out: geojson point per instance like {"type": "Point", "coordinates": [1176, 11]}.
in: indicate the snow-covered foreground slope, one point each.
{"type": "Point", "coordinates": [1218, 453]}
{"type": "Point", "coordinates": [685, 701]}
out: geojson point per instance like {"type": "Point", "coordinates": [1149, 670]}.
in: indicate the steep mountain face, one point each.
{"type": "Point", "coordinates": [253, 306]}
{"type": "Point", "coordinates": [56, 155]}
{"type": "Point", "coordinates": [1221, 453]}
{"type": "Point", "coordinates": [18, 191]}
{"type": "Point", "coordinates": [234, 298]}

> [What you will do]: Extract each line of the listing above that contains the string "indicate", matching case exactly.

> [Exercise solution]:
in: indicate the snow-covered foreground slope, one point each.
in: indicate the steep mountain face, one point each.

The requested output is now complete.